━━ 给定文本

SOCS-3基因在结肠癌中的表达及甲基化测定

目的通过对细胞因子信号转导抑制因子-3（suppressor of cytokine siganaling-3，SOCS-3）基因在结肠癌和癌旁组织中的表达及其启动子甲基化状态的测定，探讨其与结肠癌发生、发展和转移等的关系。方法收集40例结肠癌患者的肿瘤标本，20例癌旁组织以及10例正常结肠组织．运用甲基化特异性PCR测定SOCS-3基因CpG岛甲基化状态，同时运用实时定量PCR分析SOCS-3基因在结肠癌组织中的表达水平。结果40例结肠癌组织中有34例（85％）存在SOCS-3基因CpG岛的异常甲基化，癌旁组织中为2例（10％），而正常结肠组织中没有检测到SOCS-3基因呈CpG岛甲基化；结肠癌组织中SOCS-3基因CpG岛甲基化组与无甲基化组相比．其SOCS-3基因的相对表达量明显减少（P〈0．05），表明SOCS-3基因CpG岛甲基化可导致SOCS-3基因表达降低。与患者临床资料结合分析，发现SOCS-3基因CpG岛甲基化与性别、年龄无关（P〉0．05），而与肿瘤病理分级和TNM分期有关（P〈0．05）。结论结肠癌中存在SOCS-3基因CpG岛异常甲基化，且因CpG岛的甲基化导致其基因表达降低。SOCS-3基因CpG岛甲基化可能参与了结肠癌的发生、发展和转移。

Expression and methylation of SOCS-3 gene in human colon carcinoma

Objective To study the relationship of suppressor of cytokine signaling-3 （SOCS-3） gene with genesis, progress and metastasis of colon cancer by detecting the expression and methylation of its promoter in human colon carcinoma. Methods Methylation of CpG island in SOCS-3 gene were examined in 40 human colon carcinoma specimens, 20 periphtumoral tissue specimens and 10 corresponding normal colon tissue specimens by methylation-specific polymerase chain reaction. The real-time PCR was applied to check the corresponding SOCS-3 expression. Results Aberrant methylation of SOCS-3 CpG island was detected in 34 of 40 （85%） colon carcinoma, in 2 of 20 （10%） periphtumoral tissue, while no SOCS-3 CpG island methylation was found in the normal colon tissue specimens. Aberrant methylation of the SOCS-3 CpG island greatly inhibited the gene expression in colon carcinoma in comparison of the colon carcinoma specimens with no SOCS-3 CpG island methylation （P〈0.05）. Correlation was found between SOCS-3 aberrant methylation and the clinic pathological feature as tumor pathological rating and TNM staging. Conclusion Aberrant methylation of SOCS-3 CpG island exists in human colon carcinoma, which inhibits SOCS-3 gene expression. SOCS-3 may be associated with the initiation, development and metastasis of colon carcinoma.

━━━━
━━ 可用数据

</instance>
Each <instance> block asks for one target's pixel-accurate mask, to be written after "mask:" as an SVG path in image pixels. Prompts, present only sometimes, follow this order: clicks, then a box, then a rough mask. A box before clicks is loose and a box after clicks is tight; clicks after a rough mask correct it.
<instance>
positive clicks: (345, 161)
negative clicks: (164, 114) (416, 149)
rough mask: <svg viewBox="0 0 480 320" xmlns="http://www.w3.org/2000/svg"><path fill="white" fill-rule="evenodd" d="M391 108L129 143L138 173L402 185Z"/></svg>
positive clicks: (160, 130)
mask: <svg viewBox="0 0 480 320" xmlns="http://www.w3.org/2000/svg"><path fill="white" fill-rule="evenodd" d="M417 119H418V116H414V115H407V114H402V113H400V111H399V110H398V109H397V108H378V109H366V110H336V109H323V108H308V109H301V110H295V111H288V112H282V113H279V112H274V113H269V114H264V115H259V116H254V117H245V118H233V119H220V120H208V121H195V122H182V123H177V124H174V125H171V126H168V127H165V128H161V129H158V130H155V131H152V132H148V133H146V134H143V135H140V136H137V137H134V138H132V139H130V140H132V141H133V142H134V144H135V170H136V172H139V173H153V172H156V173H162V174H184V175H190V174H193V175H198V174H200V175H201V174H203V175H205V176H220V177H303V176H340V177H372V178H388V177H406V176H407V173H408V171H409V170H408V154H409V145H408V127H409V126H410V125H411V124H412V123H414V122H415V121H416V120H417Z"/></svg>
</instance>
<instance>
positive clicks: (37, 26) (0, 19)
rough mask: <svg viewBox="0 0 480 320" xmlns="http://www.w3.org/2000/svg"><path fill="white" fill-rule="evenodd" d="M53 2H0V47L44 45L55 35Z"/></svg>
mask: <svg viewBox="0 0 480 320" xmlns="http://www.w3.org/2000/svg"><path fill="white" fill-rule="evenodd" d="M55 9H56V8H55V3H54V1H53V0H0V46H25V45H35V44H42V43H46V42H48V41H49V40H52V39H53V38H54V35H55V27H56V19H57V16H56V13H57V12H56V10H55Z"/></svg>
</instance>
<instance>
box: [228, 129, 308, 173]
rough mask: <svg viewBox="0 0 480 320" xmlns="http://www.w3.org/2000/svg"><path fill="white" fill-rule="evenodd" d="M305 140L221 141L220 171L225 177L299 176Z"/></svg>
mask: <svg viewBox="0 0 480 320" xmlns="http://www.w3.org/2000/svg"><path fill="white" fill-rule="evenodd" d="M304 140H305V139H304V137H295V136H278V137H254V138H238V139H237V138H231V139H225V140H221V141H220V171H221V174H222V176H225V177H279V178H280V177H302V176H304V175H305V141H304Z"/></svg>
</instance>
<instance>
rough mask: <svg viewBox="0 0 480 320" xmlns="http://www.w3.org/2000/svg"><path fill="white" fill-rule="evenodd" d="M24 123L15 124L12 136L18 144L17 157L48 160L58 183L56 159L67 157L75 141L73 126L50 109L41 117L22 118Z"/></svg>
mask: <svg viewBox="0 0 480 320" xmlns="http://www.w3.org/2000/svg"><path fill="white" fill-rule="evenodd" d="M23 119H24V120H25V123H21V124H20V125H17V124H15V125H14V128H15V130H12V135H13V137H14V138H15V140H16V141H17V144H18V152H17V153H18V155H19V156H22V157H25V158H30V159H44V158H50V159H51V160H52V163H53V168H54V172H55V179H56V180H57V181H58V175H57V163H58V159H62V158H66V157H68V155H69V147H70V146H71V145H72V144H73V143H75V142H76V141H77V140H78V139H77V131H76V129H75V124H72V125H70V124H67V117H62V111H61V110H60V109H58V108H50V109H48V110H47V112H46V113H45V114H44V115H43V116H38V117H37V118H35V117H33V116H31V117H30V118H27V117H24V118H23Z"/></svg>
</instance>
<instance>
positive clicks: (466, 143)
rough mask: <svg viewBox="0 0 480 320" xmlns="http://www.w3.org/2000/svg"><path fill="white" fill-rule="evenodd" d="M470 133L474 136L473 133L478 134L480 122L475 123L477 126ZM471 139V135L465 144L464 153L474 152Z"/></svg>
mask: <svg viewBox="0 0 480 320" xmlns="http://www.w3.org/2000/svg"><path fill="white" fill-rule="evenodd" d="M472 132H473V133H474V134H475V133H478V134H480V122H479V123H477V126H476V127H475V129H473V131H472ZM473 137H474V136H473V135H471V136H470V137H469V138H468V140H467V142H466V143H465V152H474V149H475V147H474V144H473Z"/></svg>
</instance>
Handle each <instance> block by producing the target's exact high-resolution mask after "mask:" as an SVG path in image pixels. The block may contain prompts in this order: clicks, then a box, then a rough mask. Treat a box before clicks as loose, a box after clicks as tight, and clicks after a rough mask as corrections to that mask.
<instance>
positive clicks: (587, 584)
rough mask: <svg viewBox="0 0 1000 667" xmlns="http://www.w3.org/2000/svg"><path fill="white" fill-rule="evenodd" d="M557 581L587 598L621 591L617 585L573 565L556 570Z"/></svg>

━━━━

任务要求:
在关于SOCS-3基因与结肠癌的文本中，40例结肠癌组织里有多少例检出SOCS-3基因CpG岛异常甲基化？

参考答案:
34例（85％）。